## Extract

Selecting a different coordinate system that way does not change the coordinate system. You did the same thing the Define Projection tool does, which is to basically tell ArcGIS "This layer is in the specified coordinate system". It doesn't convert anything, and if you tell ArcGIS that your data is in one coordinate system when it's actually in another, things won't line up. If your data is in one coordinate system and you want to convert it to another, you need to use the Project tool instead.

Get Spatial's answer to this question goes into more detail: Layers with same coordinate system should align/overlap but do not?

## What needs to be done
Decide whether each statement agrees with the passage on coordinate systems, answering yes or no and quoting the deciding words of the passage. 1. Selecting a different coordinate system that way converts the data into it. 2. If ArcGIS is told the data is in one coordinate system when it is actually in another, things will not line up. 3. Converting data from one coordinate system to another calls for the Project tool.

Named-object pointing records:
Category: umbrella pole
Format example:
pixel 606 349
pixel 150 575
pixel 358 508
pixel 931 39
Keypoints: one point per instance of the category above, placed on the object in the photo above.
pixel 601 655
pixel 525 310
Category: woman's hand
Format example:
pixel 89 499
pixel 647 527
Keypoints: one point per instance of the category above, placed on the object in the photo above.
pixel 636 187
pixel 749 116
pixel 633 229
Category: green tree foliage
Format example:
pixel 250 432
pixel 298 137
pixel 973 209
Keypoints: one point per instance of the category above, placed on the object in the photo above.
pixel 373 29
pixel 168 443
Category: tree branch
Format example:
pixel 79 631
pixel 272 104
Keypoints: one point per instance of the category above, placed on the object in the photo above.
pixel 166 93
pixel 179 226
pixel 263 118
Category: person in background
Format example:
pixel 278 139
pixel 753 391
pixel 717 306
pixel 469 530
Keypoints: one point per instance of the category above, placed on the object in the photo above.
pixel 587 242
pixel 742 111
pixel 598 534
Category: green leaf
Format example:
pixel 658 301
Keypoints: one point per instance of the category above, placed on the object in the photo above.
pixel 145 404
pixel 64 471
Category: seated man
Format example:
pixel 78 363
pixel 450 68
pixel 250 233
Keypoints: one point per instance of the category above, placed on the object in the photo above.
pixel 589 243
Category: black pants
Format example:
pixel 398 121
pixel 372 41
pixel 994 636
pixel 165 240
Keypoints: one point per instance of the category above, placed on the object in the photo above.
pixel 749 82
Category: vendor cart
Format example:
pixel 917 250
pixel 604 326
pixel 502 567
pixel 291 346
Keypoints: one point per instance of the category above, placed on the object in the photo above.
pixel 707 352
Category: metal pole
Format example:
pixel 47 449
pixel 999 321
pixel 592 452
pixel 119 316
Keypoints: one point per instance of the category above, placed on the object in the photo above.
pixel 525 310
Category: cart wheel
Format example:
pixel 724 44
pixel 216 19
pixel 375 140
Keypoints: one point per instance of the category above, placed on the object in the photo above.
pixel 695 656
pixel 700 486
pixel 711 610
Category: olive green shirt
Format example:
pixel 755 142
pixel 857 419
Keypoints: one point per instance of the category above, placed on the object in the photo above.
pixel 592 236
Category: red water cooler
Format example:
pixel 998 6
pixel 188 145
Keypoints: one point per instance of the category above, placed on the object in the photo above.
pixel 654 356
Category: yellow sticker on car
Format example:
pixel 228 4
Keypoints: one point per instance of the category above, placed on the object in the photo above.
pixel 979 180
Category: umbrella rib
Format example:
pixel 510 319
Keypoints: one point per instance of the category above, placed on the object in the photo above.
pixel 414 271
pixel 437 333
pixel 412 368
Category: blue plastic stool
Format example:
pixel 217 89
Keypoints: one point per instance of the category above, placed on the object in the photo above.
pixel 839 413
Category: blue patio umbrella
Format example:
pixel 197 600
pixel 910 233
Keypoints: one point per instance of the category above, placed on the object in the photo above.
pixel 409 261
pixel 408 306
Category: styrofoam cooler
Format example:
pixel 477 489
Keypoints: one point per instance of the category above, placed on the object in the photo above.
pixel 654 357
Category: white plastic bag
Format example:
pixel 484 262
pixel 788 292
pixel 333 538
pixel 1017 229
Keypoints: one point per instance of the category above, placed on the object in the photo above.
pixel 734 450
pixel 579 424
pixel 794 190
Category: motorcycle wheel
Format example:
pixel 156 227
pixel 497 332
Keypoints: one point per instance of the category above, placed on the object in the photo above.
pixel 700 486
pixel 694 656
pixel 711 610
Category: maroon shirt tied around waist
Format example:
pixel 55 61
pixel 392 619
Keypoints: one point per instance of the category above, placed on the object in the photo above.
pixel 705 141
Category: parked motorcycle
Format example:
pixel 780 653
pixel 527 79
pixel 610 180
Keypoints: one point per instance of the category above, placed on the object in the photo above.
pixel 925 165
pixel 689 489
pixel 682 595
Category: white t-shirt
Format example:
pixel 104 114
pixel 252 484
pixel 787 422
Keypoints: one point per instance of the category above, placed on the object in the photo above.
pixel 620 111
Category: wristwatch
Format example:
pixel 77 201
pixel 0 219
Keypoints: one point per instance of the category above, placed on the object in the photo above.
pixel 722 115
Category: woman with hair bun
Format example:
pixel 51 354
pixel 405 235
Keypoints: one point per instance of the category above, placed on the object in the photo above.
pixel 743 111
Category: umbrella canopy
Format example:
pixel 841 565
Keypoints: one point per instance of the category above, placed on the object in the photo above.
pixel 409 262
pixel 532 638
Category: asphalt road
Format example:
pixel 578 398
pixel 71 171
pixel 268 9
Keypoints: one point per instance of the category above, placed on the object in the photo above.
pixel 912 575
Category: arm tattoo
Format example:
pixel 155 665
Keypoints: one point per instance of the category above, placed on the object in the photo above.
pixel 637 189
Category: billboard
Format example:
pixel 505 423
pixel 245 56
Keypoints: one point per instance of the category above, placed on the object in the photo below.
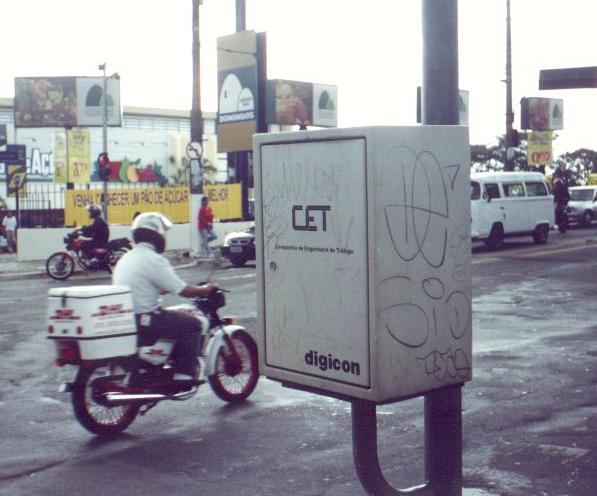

## Result of this task
1. No: "Selecting a different coordinate system that way does not change the coordinate system."
2. Yes: "if you tell ArcGIS that your data is in one coordinate system when it's actually in another, things won't line up."
3. Yes: "If your data is in one coordinate system and you want to convert it to another, you need to use the Project tool instead."